Rekordy ze źródła danych
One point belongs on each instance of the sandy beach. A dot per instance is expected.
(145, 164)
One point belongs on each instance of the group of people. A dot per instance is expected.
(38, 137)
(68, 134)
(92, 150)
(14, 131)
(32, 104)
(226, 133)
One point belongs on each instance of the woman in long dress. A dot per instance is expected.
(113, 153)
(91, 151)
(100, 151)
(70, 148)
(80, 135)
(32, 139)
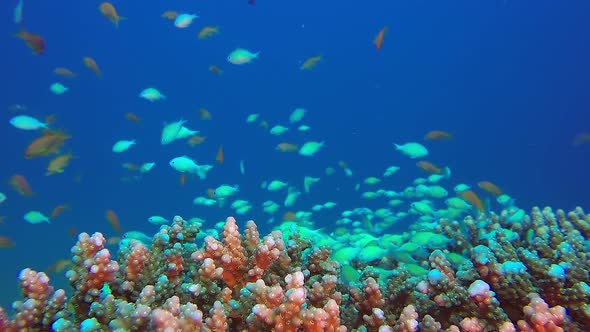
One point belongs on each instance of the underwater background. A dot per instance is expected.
(509, 79)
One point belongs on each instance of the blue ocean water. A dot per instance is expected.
(508, 78)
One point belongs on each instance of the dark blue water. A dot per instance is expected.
(508, 78)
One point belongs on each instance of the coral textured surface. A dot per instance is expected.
(525, 275)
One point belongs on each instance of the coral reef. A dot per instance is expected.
(525, 274)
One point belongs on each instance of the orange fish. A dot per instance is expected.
(6, 242)
(65, 72)
(287, 147)
(109, 11)
(113, 219)
(33, 41)
(204, 114)
(219, 158)
(429, 167)
(438, 135)
(215, 70)
(290, 216)
(132, 117)
(47, 144)
(378, 41)
(207, 32)
(196, 140)
(310, 63)
(58, 210)
(474, 200)
(490, 188)
(21, 185)
(170, 15)
(91, 64)
(57, 164)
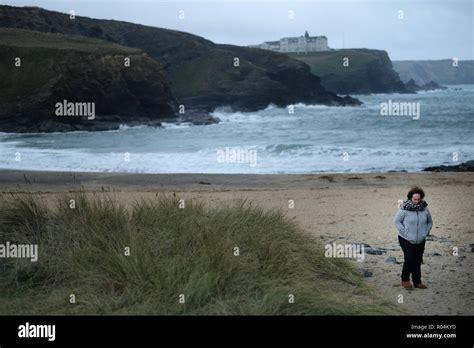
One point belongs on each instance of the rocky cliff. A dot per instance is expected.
(40, 70)
(355, 71)
(202, 75)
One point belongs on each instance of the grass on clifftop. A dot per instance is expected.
(173, 251)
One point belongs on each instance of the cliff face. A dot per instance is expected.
(368, 71)
(57, 67)
(202, 74)
(439, 71)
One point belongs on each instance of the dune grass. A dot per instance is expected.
(174, 251)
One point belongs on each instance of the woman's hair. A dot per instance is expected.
(414, 190)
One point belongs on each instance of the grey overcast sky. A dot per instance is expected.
(429, 29)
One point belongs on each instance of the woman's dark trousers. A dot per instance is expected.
(413, 254)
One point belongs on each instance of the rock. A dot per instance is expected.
(158, 57)
(81, 70)
(369, 71)
(441, 71)
(412, 86)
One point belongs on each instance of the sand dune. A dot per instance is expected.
(346, 208)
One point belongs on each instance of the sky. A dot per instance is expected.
(406, 29)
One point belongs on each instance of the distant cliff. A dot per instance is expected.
(54, 67)
(439, 71)
(368, 71)
(202, 74)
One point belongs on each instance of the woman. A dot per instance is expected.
(413, 222)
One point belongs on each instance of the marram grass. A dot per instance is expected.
(174, 255)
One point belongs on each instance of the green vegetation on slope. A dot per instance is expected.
(368, 71)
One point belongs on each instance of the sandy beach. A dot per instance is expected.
(345, 208)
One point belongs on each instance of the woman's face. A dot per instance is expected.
(416, 198)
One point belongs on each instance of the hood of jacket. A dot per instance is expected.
(410, 206)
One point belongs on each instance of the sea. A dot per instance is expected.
(389, 132)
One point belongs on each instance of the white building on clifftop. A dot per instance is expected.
(304, 43)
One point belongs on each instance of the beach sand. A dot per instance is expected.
(341, 208)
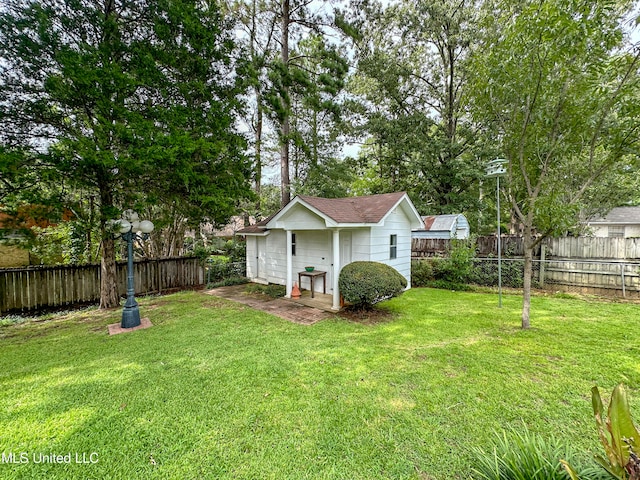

- **Polecenie**: Zmień „orange fish” na „yellow fish” we wszystkich powyższych wierszach, a resztę przepisz bez zmian. Obrazy pomiń w odpowiedzi.

- **Wynik**:
One point belongs on each instance of the sandy beach. A dot per instance is expected.
(145, 164)
One point belongs on each instance of the group of people. A dot per instance is expected.
(38, 137)
(68, 134)
(92, 150)
(14, 131)
(32, 104)
(226, 133)
One point belongs on each instance of the woman in long dress. A dot per instance is expected.
(113, 153)
(91, 151)
(100, 151)
(70, 148)
(80, 135)
(32, 139)
One point belongs on each instance of the underwater background. A dot per instance is expected.
(509, 79)
One point belongs on each instance of the blue ocean water. A dot per instance is expected.
(508, 78)
One point belongs on each instance of the dark blue water. A dot per instance is expected.
(508, 78)
One point belongs on each instance of the coral textured surface. A dot per instance is expected.
(525, 275)
One point belongs on each instance of the coral reef. A dot per instance is expected.
(525, 274)
One point belongs on each instance of the yellow fish. A dot per instance is expected.
(6, 242)
(65, 72)
(287, 147)
(109, 11)
(113, 219)
(33, 41)
(204, 114)
(219, 158)
(429, 167)
(438, 135)
(215, 70)
(290, 216)
(132, 117)
(47, 144)
(378, 41)
(207, 32)
(196, 140)
(310, 63)
(58, 210)
(474, 200)
(490, 188)
(21, 185)
(170, 15)
(91, 64)
(57, 164)
One point belongs on each instance of the rocky cliff. A dot per instance is expected.
(40, 70)
(355, 71)
(202, 75)
One point belongs on each instance of the grass on clifftop. A dot per instance is expected.
(173, 251)
One point belongs on each instance of the cliff face. A dot per instance is expected.
(368, 71)
(57, 67)
(202, 74)
(439, 71)
One point belongs on each instance of the dune grass. A dot per instance is expected.
(174, 251)
One point belongs on each instance of the woman's hair. A dot per instance is expected.
(414, 190)
One point belongs on each instance of the grey overcast sky. A dot per instance is expected.
(429, 29)
One point belongs on each instance of the woman's dark trousers. A dot per instance is expected.
(413, 254)
One point belongs on each instance of the rock. A dot per instance is expected.
(158, 57)
(81, 70)
(369, 71)
(441, 71)
(412, 86)
One point belongs on each instance of the sand dune. A dot per instance is expected.
(346, 208)
One point belongs on each instance of the sky. A dot per instance is expected.
(406, 29)
One point belongs on each instance of the distant cliff. A dot per instance is expected.
(54, 67)
(439, 71)
(368, 71)
(202, 74)
One point belongs on each instance of the woman. A dot per instance is expected.
(413, 222)
One point belongs on each instance of the marram grass. A dot per instance is expected.
(174, 255)
One point belongs on each instance of the green vegetation on slope. A dot per instance is expected.
(368, 71)
One point belongs on each instance of the sandy beach. A dot per instance is expected.
(345, 208)
One point belongs on each instance of the woman's face. A dot per instance is expected.
(416, 198)
One point belongs on each instance of the hood of jacket. A dot per instance is expected.
(410, 206)
One point belongs on each instance of the sea. A dot per instance is expected.
(389, 132)
One point belongs on each instance of the white building on clifftop. A dot per instance is expected.
(304, 43)
One point belongs on each instance of the beach sand. A dot per instance is expected.
(341, 208)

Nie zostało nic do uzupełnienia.